**SHORT PROBLEM**
Arrange the material, from its first line through the line containing "32,41,116,141", as a Markdown table with the columns Row and Line, numbering each row and omitting any blank lines.

· · · ·

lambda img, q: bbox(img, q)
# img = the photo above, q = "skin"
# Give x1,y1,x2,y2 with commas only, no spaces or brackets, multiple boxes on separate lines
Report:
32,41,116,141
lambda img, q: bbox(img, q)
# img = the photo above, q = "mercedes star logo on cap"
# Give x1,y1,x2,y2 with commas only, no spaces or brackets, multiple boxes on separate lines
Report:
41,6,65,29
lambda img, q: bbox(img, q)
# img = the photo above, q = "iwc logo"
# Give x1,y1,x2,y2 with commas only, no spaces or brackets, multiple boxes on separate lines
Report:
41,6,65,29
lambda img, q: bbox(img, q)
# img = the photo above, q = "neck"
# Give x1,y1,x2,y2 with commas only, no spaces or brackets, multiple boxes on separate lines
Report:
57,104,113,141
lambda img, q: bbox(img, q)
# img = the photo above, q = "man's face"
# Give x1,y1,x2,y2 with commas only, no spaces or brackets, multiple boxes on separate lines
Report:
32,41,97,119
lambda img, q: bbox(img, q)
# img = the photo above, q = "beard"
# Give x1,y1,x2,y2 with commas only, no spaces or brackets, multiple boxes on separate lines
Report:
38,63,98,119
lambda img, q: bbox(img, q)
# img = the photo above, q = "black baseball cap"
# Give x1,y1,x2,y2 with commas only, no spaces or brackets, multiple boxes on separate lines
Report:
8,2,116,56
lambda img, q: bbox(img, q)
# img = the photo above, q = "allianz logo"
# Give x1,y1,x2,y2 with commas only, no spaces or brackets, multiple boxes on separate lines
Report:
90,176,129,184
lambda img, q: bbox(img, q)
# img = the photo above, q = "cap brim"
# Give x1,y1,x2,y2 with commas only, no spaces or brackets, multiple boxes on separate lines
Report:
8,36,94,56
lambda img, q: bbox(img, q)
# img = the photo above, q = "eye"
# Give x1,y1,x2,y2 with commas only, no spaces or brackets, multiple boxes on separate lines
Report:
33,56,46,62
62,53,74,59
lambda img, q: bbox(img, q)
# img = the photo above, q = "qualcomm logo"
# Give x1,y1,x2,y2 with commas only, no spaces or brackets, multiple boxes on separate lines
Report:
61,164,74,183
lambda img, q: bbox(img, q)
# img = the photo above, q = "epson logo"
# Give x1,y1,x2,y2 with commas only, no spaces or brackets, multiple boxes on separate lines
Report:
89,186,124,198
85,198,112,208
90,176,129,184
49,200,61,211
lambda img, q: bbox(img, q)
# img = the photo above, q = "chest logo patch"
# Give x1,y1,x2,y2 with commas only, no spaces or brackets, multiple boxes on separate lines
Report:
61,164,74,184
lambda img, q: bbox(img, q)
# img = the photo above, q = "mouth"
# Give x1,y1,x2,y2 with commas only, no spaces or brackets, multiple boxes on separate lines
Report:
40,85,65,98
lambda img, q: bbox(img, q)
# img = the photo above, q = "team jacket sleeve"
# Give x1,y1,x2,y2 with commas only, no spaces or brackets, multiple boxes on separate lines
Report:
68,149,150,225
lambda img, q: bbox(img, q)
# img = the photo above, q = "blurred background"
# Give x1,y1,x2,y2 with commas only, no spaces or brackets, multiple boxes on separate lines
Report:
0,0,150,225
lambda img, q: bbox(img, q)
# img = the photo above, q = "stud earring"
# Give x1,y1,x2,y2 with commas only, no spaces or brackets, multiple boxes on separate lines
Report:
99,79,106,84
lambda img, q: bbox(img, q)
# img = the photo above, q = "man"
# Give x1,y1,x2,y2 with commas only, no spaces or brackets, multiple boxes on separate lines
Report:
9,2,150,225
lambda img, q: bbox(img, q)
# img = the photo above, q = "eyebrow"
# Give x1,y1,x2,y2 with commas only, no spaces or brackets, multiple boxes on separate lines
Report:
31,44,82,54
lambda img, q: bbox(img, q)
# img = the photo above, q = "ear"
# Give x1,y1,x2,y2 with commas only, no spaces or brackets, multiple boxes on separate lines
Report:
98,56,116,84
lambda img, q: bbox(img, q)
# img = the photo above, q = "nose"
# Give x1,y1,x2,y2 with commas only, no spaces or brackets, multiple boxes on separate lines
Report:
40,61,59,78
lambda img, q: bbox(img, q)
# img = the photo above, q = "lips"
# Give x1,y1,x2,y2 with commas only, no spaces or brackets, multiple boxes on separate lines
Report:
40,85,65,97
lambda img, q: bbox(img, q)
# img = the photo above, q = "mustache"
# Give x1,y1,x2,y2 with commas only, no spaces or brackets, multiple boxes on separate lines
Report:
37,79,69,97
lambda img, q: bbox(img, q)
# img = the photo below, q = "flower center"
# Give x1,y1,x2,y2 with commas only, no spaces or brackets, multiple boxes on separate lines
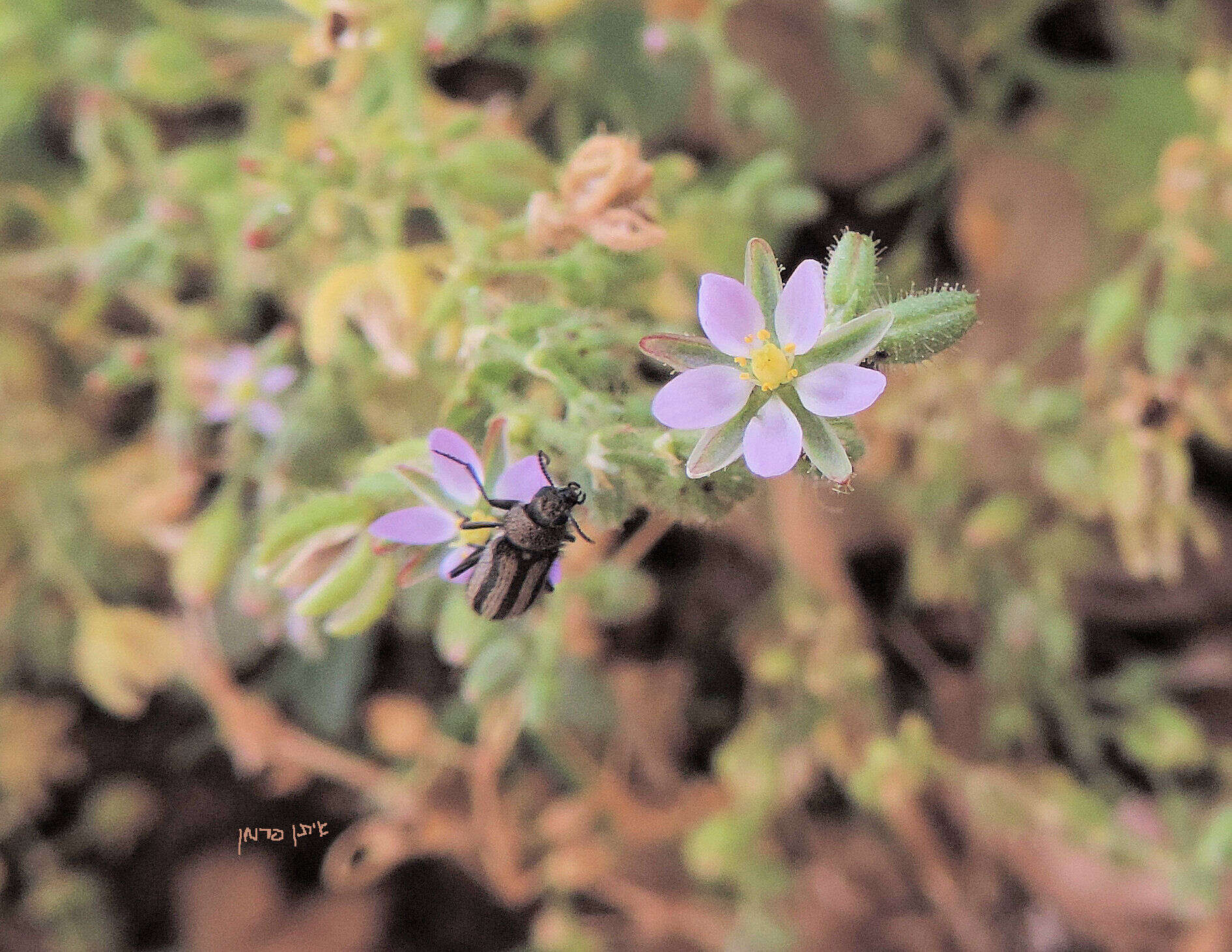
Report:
232,378,260,405
458,509,492,545
736,330,799,390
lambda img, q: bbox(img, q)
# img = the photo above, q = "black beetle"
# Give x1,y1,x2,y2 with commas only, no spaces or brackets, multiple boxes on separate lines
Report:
434,450,593,618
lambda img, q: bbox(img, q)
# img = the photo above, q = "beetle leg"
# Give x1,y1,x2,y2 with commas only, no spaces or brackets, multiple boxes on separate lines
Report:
433,450,517,509
450,549,483,579
569,516,595,545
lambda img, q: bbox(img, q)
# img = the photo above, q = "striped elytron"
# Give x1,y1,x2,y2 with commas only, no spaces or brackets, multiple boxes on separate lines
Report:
435,450,592,618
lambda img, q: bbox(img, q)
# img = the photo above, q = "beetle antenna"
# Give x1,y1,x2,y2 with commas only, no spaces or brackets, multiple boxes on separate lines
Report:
569,516,595,545
538,450,556,489
433,450,488,498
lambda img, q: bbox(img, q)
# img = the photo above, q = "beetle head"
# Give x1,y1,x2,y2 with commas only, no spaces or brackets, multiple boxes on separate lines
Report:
526,483,586,526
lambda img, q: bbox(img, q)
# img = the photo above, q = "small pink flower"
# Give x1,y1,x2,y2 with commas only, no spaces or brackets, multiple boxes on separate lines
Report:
642,260,892,482
368,427,560,585
642,23,672,57
203,347,298,436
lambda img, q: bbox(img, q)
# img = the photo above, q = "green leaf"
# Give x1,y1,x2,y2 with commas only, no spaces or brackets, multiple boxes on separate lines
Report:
433,585,504,665
1120,703,1207,771
255,493,372,566
779,386,852,483
171,484,244,605
1142,309,1201,375
637,334,732,371
796,308,895,375
744,238,782,318
825,231,877,323
292,532,377,618
878,288,976,364
462,634,530,703
685,394,765,479
324,558,398,638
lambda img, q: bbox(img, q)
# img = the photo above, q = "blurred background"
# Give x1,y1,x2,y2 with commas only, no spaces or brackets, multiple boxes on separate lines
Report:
7,0,1232,952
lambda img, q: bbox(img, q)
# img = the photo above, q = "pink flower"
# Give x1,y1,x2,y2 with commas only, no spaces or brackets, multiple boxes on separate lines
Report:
203,347,297,436
368,427,560,585
642,260,892,482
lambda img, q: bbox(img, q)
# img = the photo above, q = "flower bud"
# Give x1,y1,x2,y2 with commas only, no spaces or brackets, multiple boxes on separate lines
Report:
876,288,976,364
825,231,877,323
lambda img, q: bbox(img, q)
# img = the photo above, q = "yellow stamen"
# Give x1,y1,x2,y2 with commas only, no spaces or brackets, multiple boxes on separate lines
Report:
751,340,792,390
458,509,492,545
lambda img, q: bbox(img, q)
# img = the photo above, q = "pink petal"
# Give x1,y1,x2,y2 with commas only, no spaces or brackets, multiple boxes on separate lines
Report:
744,397,805,476
697,274,766,357
796,364,886,416
427,426,483,506
201,397,239,424
368,506,458,545
650,364,752,430
492,455,547,502
261,364,300,394
248,400,282,436
774,259,825,354
436,545,474,585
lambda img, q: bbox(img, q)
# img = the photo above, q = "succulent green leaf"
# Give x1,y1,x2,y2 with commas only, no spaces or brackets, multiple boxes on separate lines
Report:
780,386,852,483
255,493,372,566
744,238,782,318
878,288,976,364
638,334,732,371
433,585,505,665
292,533,377,618
171,484,244,605
825,231,877,323
685,397,764,479
796,308,895,373
462,634,530,703
324,558,398,638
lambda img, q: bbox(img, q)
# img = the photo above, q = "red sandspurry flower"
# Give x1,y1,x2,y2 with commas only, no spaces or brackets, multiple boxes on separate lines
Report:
642,252,892,482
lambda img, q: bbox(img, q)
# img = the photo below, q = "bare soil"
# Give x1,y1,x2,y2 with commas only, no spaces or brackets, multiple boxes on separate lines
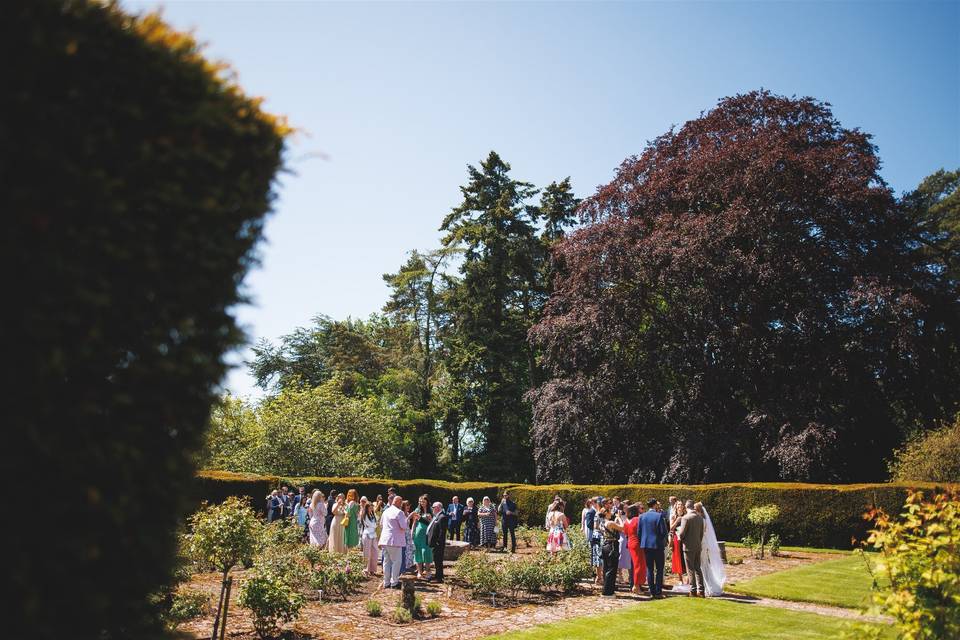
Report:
178,547,842,640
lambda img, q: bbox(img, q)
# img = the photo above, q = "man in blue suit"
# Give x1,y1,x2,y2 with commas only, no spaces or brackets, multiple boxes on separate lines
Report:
639,499,668,598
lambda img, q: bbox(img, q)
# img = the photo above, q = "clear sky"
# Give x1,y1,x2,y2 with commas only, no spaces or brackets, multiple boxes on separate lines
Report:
123,0,960,395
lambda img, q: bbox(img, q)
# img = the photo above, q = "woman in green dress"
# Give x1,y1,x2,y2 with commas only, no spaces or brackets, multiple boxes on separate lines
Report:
413,494,433,579
343,489,360,549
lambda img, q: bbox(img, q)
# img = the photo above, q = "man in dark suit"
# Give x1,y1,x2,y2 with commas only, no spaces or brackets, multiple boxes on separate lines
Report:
427,502,448,582
497,491,517,553
638,499,668,598
447,496,463,540
323,489,337,535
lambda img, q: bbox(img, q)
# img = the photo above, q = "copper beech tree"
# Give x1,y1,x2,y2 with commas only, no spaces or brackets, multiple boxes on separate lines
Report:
530,91,960,482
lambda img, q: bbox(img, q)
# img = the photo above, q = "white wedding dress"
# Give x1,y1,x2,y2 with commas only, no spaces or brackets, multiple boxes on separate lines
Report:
700,507,727,596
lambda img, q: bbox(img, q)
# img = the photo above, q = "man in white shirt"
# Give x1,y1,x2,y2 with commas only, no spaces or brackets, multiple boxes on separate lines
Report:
379,496,407,589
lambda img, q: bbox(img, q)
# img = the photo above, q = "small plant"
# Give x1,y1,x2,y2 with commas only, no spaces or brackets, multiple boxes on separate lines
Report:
167,589,210,625
861,491,960,640
747,504,780,560
770,533,780,556
237,575,306,638
393,605,413,624
184,497,263,633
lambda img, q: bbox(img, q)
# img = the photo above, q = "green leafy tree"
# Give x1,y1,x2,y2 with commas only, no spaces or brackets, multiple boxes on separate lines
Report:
7,0,288,638
187,497,263,636
890,414,960,482
206,378,407,477
861,492,960,640
383,251,451,477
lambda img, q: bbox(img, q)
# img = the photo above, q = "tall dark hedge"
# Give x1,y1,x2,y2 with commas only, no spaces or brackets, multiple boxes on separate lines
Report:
0,0,286,638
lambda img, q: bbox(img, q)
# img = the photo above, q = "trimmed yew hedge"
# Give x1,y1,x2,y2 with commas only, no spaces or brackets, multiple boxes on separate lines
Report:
191,471,948,549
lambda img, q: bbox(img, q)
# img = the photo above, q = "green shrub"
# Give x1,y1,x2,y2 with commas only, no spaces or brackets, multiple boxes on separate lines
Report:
861,491,960,640
769,533,780,556
890,414,960,482
393,605,413,624
237,574,306,638
0,0,285,638
191,472,956,549
517,525,547,549
747,504,780,560
308,551,366,599
168,589,210,625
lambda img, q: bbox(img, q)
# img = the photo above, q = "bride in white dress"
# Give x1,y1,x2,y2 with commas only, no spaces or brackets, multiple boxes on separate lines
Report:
694,502,727,596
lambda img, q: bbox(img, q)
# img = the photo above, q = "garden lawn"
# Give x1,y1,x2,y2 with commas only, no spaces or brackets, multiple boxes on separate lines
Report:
727,555,873,609
487,597,892,640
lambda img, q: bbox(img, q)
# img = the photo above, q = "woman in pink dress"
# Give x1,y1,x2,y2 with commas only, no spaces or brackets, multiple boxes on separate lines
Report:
307,490,327,547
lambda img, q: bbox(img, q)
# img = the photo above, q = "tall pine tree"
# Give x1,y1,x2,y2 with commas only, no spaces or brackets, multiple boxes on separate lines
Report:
440,151,544,479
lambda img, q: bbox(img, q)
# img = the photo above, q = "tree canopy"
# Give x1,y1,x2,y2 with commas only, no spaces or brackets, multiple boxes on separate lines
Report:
531,92,960,482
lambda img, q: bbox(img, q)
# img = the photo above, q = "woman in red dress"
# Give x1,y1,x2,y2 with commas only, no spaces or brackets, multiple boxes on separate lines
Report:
623,503,647,593
670,500,687,584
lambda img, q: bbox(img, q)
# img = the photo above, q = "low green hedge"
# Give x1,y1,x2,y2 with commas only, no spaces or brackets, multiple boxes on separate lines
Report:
197,471,952,549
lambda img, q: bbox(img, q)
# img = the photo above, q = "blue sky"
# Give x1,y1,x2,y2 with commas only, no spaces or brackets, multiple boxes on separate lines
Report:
123,0,960,395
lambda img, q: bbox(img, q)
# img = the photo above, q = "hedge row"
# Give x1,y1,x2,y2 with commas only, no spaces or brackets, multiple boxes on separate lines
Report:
197,471,952,549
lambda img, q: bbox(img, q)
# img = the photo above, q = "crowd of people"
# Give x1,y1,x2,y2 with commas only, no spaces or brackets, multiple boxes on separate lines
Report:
267,487,726,598
267,486,518,589
544,496,726,598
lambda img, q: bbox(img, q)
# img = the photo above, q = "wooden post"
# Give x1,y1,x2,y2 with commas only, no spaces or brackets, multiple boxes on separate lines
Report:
220,576,233,640
210,574,227,640
400,576,417,616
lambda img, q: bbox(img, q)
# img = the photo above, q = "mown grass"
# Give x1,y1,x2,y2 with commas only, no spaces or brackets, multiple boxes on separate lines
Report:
727,554,873,609
487,597,893,640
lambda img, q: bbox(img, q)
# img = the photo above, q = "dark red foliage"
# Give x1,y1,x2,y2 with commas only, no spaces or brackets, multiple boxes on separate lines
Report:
530,92,960,482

· · · ·

**ANSWER FOR THIS EXERCISE**
| Row | Line |
|---|---|
| 1 | lambda img, q: bbox(img, q) |
| 2 | # img = the photo above, q = "skin" |
| 3 | # Give x1,y1,x2,y2 with commas only, no spaces or brackets, multiple boxes on separate lines |
| 4 | Report: |
| 5 | 32,41,116,141 |